─── ИСХОДНЫЙ ТЕКСТ

Однако на практике наша судебная власть еще не стала самостоятельной. Она зависит от всех и вся — от председателя исполкома, который должен дать помещение; от вышестоящего руководства по линии Министерства юстиции, которое занимается кадровыми вопросами и т. д. Судебная власть нищая, у нее нет денег даже на ручки, на бумагу. Как же при этом суды могут существовать как самостоятельная власть?

Я вообще сторонник максимальной независимости судебной власти и считаю, что судья в большей степени нуждается в охране его независимости и неприкосновенности, нежели кто-либо другой. Больше, чем депутаты, министры и т.д. Иначе судья просто не будет властью. А на практике, когда началась кампания по лишению неприкосновенности народных депутатов, росчерком пера изменили Закон о статусе судей. В итоге органы внутренних дел и прокуратура получили слишком много полномочий, в то же время была существенно ограничена власть суда. Я недавно защищал судью, которого судили за вынесение неправосудного решения. И в его лице я защищал независимость судей. Вы только представьте — судья работает с огромной нагрузкой при маленькой зарплате, и при этом постоянно находится под колпаком у милиции, «продукцию» которой он рассматривает. У милиции есть отдел по борьбе с организованной преступностью, и им предоставлены широчайшие права, они ведут агентурную оперативно-розыскную деятельность и следят за судьей. Судья вынес оправдательный приговор, им это не понравилось, затем был второй, третий оправдательные приговоры подряд. Милиция добивается того, чтобы все эти приговоры были отменены. Но судья ведь их вынес не за взятки — выяснилось, что это абсолютно бескорыстный человек, он выносил свои приговоры как настоящий свободный судья. Единственное — он не владел судейской техникой, плохо мотивировал приговоры, но очень характерно, что из всех отмененных приговоров, ни одно дело впоследствии не дошло до суда — осужден никто не был.

Исходя из всего сказанного, можно утверждать, что сама по себе затеянная судебная реформа — хороша, она нужна, но идет она вкривь и вкось, потому что общая ситуация в государстве тяжелая. Появились взяточники среди судей, чего раньше, прямо скажем, не было. И появились они потому, что судьи плохо живут. Тогда приходит «денежный мешок» и покупает судью на корню, потому что у последнего нет квартиры, нужно чем-то кормить детей, а государство не в состоянии ничем помочь. Я оптимист и думаю, что придет время, когда у судей будет нормальная зарплата, и они не будут подвержены соблазну взяточничества. Вот тогда они будут неприкосновенны и станут настоящими судьями.

— Каковы, на ваш взгляд, наиболее существенные недостатки нашей судебной системы?

──────
─── ИСХОДНЫЕ ДАННЫЕ

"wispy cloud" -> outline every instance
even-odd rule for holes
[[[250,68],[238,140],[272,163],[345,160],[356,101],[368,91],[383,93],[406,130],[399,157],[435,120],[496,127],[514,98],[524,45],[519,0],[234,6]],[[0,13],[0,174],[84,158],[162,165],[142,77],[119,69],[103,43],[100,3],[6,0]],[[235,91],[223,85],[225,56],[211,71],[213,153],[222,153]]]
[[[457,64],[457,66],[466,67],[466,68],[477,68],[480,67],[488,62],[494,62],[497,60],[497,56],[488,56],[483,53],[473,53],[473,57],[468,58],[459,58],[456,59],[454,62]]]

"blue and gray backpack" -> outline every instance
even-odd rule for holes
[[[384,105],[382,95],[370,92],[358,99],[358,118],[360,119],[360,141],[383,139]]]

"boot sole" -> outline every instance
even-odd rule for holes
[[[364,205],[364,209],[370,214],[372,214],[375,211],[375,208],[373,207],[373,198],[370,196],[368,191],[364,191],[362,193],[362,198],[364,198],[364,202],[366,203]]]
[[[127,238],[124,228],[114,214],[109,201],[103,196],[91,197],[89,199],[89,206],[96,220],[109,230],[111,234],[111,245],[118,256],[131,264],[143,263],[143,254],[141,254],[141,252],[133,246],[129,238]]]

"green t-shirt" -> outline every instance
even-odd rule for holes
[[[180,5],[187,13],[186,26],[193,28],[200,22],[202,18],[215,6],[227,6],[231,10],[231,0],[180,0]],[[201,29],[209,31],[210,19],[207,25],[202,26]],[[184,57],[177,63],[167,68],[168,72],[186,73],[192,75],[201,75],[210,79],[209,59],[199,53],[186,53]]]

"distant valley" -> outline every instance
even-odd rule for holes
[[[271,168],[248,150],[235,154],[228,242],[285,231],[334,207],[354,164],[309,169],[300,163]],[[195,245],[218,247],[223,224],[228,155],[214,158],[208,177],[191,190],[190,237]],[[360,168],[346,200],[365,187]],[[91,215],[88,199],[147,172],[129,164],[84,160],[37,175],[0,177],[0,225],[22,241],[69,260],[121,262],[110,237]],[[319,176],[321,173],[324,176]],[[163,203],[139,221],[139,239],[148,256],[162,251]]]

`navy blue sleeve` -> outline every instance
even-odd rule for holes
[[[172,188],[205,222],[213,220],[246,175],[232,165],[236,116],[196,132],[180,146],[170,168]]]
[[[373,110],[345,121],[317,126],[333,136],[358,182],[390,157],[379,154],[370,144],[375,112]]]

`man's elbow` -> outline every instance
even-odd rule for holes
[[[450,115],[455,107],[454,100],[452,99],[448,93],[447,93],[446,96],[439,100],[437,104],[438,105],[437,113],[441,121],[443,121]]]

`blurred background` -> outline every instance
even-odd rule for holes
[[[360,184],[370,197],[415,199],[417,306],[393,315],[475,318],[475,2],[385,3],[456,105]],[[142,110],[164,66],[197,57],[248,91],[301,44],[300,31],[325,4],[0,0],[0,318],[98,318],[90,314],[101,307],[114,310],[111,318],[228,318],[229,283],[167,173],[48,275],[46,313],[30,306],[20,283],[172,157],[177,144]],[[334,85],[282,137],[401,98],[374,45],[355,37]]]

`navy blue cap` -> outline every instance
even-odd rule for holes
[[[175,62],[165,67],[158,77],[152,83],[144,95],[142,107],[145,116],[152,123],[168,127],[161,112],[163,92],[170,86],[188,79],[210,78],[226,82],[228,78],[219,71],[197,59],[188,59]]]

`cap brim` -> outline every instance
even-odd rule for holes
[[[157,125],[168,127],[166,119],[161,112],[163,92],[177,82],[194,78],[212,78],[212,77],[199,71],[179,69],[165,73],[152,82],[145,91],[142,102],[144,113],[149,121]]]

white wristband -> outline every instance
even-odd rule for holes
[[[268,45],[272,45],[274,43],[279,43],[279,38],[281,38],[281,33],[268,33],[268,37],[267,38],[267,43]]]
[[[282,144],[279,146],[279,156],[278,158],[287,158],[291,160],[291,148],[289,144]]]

──────

▶ ПИСЬМЕННОЕ ЗАДАНИЕ 1
Перепишите дословно фрагмент текста о судебной власти между словами «Исходя из всего» и «нашей судебной системы?», включая оба этих места.
▶ ПИСЬМЕННОЕ ЗАДАНИЕ 2
Продолжите текст о судебной власти, начав сразу после его последней фразы.

▶ ОТВЕТ К УПРАЖНЕНИЮ 1
Исходя из всего сказанного, можно утверждать, что сама по себе затеянная судебная реформа — хороша, она нужна, но идет она вкривь и вкось, потому что общая ситуация в государстве тяжелая. Появились взяточники среди судей, чего раньше, прямо скажем, не было. И появились они потому, что судьи плохо живут. Тогда приходит «денежный мешок» и покупает судью на корню, потому что у последнего нет квартиры, нужно чем-то кормить детей, а государство не в состоянии ничем помочь. Я оптимист и думаю, что придет время, когда у судей будет нормальная зарплата, и они не будут подвержены соблазну взяточничества. Вот тогда они будут неприкосновенны и станут настоящими судьями.

— Каковы, на ваш взгляд, наиболее существенные недостатки нашей судебной системы?

▶ ОТВЕТ К УПРАЖНЕНИЮ 2
— Сейчас у нас судью на первые пять лет назначает Президент — это как испытательный срок, а потом кандидатуры судей подаются на пожизненное утверждение в парламент. И идет спор — хорошо это или плохо. В идеале это очень хорошо, но все зависит от того, какой судья. Ведь зачастую через пять лет «пожизненными» судьями становятся такие люди, которым не место в судебной власти. И хотя у нас неплохие законы, изменения в уголовно-процессуальном и гражданско-процессуальном законодательствах произведены не лучшим образом. Там очень много усложненных и ненужных процедур. А внесены они из-за того, что все эти проекты выносились на обсуждение парламента в последний момент, когда оставались считанные месяцы и недели до развала судебной системы. Поэтому, я думаю, что поправки, внесенные в уголовно-процессуальный и гражданский кодексы, еще очень «сырые». Кроме того, их ведь приняли еще до принятия нового закона о судоустройстве, которого до сих пор нет.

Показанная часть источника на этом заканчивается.